- [Object position labeling records]:
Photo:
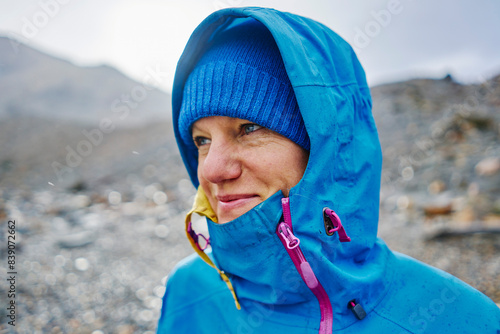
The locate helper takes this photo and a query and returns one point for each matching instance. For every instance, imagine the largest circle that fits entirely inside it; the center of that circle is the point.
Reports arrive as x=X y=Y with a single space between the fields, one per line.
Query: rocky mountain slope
x=99 y=200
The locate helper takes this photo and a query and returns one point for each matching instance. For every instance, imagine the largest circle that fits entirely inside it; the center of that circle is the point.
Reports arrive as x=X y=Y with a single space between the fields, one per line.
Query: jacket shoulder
x=194 y=291
x=426 y=299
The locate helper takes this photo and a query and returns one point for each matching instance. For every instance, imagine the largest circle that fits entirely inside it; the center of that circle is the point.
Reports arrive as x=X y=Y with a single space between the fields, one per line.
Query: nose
x=222 y=163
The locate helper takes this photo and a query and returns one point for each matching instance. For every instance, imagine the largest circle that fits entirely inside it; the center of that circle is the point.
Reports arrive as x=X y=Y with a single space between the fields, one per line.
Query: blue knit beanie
x=241 y=74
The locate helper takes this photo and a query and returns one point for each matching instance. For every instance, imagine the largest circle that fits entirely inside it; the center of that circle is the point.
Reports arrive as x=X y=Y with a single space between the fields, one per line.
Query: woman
x=272 y=116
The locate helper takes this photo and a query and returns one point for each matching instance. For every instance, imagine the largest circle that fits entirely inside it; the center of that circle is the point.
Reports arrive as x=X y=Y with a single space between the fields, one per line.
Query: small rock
x=436 y=187
x=488 y=166
x=77 y=239
x=435 y=210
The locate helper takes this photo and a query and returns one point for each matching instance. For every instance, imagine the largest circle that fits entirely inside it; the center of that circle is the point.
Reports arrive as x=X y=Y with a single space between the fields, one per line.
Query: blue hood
x=343 y=171
x=343 y=174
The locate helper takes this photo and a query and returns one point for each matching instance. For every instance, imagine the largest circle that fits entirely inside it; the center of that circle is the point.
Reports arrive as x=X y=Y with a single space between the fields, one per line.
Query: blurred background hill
x=90 y=171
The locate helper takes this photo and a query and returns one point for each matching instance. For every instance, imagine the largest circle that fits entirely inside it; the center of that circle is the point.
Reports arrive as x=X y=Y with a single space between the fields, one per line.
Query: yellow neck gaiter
x=202 y=207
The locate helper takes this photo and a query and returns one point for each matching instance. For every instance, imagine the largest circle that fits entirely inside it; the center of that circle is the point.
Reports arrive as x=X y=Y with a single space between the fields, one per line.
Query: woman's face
x=241 y=164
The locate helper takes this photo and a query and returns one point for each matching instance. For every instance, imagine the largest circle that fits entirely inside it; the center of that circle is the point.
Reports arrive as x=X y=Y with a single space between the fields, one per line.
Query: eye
x=249 y=128
x=200 y=141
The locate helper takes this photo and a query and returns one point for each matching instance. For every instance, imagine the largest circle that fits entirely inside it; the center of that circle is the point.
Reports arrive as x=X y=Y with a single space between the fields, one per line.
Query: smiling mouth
x=233 y=199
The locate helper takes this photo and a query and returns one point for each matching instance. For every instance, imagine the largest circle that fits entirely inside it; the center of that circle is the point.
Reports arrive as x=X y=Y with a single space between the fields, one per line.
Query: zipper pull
x=286 y=232
x=333 y=224
x=356 y=308
x=292 y=243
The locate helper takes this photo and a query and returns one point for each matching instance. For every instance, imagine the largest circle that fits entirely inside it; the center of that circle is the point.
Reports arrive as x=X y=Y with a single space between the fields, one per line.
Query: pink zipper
x=291 y=243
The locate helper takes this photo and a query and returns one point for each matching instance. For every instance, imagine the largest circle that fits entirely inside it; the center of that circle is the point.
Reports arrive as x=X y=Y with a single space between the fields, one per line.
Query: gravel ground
x=93 y=264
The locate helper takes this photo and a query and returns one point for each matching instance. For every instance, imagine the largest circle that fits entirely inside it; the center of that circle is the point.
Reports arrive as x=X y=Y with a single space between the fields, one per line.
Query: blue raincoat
x=264 y=280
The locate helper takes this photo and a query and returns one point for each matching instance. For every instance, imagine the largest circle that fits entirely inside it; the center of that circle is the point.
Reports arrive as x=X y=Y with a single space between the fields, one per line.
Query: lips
x=230 y=207
x=233 y=198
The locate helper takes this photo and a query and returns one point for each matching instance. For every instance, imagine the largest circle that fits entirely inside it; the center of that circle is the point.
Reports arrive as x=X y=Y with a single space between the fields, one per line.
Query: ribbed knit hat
x=241 y=74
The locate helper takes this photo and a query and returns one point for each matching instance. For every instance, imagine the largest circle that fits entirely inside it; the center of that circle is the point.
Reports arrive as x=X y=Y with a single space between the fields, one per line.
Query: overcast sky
x=394 y=39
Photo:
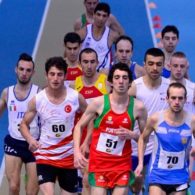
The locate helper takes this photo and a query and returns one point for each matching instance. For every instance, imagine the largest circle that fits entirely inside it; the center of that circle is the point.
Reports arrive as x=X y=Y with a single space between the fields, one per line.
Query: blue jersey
x=170 y=157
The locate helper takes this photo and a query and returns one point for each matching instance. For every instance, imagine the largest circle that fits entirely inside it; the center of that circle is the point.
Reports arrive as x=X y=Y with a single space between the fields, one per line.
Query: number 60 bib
x=110 y=144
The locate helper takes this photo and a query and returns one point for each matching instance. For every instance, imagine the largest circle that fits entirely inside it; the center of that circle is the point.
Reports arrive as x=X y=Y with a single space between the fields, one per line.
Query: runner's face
x=154 y=66
x=89 y=63
x=120 y=81
x=55 y=78
x=176 y=99
x=90 y=6
x=123 y=51
x=72 y=51
x=178 y=67
x=100 y=18
x=24 y=71
x=169 y=42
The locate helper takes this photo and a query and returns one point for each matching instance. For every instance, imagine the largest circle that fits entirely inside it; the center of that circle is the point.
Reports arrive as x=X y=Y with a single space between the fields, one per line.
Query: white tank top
x=16 y=110
x=57 y=123
x=154 y=100
x=100 y=46
x=189 y=105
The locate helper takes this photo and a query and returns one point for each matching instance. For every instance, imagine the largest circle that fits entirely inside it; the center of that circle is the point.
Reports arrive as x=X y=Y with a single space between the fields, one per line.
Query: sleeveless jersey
x=84 y=21
x=154 y=100
x=16 y=110
x=170 y=157
x=108 y=152
x=189 y=105
x=98 y=89
x=100 y=46
x=57 y=123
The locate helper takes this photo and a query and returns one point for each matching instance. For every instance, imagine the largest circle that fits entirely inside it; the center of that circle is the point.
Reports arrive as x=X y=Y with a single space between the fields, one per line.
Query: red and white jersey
x=108 y=152
x=57 y=123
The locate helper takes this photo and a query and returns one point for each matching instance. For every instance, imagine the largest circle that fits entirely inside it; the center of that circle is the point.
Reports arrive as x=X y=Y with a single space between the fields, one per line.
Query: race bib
x=171 y=160
x=110 y=144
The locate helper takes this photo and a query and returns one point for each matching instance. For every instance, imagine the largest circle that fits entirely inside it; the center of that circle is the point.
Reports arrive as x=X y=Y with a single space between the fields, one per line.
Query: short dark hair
x=179 y=54
x=57 y=62
x=25 y=57
x=170 y=28
x=87 y=50
x=119 y=66
x=102 y=7
x=176 y=85
x=126 y=38
x=72 y=37
x=156 y=52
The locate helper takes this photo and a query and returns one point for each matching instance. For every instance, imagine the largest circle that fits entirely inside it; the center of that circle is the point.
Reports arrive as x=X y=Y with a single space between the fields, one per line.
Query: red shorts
x=110 y=179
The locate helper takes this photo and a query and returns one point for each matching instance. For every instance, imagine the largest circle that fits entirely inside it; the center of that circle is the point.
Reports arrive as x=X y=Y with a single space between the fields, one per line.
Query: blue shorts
x=135 y=161
x=18 y=148
x=168 y=189
x=67 y=178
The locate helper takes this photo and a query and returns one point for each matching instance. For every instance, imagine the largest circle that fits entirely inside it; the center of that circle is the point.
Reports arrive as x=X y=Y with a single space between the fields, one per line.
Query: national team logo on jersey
x=12 y=106
x=109 y=120
x=125 y=121
x=100 y=85
x=68 y=108
x=183 y=140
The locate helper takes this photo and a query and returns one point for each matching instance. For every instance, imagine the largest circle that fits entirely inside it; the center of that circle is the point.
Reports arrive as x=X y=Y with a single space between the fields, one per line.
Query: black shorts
x=18 y=148
x=67 y=178
x=171 y=188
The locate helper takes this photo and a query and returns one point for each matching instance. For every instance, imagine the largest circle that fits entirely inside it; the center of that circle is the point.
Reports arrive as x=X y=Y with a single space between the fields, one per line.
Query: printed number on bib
x=58 y=130
x=110 y=144
x=171 y=160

- [Aim]: Retype the records verbatim from the first line through the line containing "x=426 y=299", including both ends. Omit the pictures from your output.

- [Answer below]:
Photo:
The locate helper takes this photo and a query and returns one point for each matching instance. For every instance, imagine the largest circle that fits entirely inside it; the center of that circle is the point.
Reports arrive as x=X y=Y with a single space between the fields, one per line.
Query: rocky mountain slope
x=99 y=200
The locate helper takes this photo and a query and returns one point for each matching instance. For every instance, imagine the largest circle that fits entirely inside it; the center of that circle is the point.
Reports arrive as x=X y=Y with a single space between the fields, one per line.
Query: jacket shoulder
x=194 y=291
x=426 y=299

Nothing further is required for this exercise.